**Work to complete:**
Extract each line of the records below that contains the string "beige". Letter case matters: only matches in that exact case count.

**** Raw data

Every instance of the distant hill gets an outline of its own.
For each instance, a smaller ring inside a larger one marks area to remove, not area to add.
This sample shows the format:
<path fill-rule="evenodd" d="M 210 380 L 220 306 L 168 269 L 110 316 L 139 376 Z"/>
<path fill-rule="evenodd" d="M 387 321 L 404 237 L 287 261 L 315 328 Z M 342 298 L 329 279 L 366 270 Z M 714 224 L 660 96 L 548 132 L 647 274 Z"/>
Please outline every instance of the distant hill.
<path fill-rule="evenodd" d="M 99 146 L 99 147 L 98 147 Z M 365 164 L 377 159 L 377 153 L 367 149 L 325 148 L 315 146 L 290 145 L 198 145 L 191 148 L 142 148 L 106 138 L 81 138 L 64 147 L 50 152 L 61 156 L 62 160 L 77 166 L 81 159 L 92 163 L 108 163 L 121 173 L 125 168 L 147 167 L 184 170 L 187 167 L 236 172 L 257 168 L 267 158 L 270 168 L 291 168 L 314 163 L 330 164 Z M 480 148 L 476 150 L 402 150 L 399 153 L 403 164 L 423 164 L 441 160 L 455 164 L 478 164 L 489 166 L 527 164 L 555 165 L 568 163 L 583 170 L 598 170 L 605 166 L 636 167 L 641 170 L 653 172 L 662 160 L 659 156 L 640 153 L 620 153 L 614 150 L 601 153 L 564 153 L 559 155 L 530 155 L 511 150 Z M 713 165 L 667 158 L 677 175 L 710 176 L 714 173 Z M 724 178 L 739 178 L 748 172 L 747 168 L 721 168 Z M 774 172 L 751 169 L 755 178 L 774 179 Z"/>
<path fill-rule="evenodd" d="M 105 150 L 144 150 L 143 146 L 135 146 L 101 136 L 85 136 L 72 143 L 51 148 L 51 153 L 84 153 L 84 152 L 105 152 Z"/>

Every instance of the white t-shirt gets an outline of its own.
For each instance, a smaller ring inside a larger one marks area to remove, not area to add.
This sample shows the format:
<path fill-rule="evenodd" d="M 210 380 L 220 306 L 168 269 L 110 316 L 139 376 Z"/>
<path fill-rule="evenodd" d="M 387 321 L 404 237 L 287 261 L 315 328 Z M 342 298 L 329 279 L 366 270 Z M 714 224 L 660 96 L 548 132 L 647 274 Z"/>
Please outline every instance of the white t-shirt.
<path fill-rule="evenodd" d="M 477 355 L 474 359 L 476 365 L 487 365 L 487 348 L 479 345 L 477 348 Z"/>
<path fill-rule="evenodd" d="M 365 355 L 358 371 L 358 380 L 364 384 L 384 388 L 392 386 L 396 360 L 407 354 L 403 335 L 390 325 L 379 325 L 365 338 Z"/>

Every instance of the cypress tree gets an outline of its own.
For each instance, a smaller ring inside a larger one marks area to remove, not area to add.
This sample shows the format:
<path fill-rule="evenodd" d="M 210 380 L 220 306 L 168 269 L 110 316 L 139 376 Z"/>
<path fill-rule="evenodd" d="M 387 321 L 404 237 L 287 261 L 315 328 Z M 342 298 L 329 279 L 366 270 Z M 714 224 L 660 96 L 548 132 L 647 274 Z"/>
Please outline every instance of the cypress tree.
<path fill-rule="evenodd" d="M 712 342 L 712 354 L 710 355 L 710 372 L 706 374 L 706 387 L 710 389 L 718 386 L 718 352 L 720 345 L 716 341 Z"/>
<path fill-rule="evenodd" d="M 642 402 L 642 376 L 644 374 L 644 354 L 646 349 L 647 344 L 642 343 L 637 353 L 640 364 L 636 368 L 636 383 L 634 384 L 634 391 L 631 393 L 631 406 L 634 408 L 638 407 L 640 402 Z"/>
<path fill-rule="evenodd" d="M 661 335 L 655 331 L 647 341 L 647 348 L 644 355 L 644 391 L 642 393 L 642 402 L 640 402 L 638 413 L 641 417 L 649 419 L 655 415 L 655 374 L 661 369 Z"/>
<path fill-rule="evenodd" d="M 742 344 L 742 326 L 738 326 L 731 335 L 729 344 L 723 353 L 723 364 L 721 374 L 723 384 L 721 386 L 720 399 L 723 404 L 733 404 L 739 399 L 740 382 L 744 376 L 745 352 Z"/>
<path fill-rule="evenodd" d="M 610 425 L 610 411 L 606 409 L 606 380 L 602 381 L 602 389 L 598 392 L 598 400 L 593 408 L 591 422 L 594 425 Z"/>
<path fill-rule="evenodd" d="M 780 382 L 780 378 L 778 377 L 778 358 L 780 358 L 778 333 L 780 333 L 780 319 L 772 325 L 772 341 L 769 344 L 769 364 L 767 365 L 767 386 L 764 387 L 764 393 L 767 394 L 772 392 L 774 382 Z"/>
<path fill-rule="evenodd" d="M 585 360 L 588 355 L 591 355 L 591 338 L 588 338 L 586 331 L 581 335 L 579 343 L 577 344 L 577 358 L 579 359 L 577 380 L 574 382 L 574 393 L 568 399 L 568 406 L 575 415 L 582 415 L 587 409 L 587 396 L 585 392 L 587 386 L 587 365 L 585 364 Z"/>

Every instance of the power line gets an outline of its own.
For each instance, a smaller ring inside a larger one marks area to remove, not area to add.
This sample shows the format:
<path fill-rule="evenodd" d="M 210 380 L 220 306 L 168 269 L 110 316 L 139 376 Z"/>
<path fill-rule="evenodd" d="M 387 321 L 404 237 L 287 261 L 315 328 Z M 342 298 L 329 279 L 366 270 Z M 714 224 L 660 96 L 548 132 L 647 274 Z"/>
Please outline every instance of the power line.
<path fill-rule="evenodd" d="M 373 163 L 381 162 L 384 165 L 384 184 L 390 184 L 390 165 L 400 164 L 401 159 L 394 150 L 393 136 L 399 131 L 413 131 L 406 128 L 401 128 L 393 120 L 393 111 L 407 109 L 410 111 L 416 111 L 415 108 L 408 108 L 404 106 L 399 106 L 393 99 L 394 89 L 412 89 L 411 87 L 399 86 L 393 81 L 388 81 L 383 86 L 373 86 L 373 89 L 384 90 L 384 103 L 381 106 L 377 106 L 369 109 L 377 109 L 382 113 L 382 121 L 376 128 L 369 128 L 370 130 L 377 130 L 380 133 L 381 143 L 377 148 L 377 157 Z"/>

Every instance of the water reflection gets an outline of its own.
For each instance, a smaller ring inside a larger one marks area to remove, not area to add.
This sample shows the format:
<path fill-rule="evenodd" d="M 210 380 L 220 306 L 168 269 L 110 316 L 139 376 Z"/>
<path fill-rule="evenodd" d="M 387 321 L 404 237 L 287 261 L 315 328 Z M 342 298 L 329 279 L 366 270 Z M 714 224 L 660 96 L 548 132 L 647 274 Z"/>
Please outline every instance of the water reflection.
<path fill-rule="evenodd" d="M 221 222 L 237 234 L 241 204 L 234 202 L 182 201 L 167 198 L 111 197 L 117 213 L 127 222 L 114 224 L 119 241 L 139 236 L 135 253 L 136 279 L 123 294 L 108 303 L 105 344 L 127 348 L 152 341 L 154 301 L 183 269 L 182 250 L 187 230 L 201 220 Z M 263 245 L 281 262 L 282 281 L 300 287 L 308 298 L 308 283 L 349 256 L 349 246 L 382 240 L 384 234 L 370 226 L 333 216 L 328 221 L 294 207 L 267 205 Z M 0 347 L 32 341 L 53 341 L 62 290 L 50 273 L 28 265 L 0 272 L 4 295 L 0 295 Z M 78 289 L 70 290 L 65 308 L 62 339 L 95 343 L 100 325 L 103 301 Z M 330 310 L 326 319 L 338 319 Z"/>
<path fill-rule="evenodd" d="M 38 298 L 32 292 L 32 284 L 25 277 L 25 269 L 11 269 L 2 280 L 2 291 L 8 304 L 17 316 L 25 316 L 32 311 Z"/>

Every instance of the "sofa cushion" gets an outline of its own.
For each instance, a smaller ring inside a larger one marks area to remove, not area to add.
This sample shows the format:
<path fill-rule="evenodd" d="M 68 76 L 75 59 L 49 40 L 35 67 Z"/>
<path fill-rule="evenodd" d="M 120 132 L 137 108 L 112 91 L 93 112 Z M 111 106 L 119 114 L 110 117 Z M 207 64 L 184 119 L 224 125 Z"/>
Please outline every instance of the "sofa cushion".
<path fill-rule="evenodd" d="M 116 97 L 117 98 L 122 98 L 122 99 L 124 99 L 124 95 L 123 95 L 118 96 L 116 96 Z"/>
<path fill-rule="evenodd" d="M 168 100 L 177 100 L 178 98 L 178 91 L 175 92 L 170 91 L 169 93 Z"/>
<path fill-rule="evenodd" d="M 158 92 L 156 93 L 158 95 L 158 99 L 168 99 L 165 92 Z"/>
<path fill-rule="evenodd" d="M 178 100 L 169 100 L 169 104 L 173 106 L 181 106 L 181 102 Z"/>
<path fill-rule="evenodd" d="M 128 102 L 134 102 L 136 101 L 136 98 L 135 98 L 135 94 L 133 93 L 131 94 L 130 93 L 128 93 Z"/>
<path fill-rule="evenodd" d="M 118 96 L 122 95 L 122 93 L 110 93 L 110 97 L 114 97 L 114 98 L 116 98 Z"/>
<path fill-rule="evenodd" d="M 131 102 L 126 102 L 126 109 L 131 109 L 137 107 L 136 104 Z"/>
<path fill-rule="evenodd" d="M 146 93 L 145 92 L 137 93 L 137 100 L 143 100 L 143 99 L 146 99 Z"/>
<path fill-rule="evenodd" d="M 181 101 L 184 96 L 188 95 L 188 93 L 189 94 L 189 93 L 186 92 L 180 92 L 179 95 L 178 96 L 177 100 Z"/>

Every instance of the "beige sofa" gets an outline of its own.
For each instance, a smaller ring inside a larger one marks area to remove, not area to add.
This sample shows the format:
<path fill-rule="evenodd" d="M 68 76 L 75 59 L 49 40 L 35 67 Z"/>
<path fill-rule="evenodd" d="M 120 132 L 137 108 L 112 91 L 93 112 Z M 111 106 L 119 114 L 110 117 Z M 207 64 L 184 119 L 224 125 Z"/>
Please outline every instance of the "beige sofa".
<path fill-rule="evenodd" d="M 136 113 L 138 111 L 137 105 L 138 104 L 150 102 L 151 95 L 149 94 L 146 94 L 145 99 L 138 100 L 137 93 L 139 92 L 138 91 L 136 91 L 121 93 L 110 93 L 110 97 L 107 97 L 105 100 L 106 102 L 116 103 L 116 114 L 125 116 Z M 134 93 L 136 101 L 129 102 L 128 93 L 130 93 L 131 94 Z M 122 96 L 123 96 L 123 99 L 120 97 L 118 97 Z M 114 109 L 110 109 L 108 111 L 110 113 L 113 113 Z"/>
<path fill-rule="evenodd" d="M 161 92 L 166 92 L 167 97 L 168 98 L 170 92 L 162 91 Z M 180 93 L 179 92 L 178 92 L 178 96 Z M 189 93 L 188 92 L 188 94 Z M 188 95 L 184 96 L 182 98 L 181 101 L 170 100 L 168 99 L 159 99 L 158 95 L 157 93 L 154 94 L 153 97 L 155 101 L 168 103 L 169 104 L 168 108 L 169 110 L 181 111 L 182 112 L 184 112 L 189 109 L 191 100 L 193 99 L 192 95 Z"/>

********

**Written reply:**
Every instance of the "beige sofa" gets an outline of its own.
Please outline every instance of the "beige sofa".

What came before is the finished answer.